### TASK DETAILS
Reproduce the listing below verbatim, line for line, without altering any character.

### PROVIDED DATA

<<<<

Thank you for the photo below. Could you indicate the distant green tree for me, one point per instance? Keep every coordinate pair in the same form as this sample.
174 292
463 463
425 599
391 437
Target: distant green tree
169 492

>>>>

### SOLUTION FOR THIS EXERCISE
Thank you for the photo below. Could you indicate the distant green tree for me, one point per instance? Keep every coordinate pair in the same form as this sample.
174 292
463 463
425 599
391 437
Target: distant green tree
169 492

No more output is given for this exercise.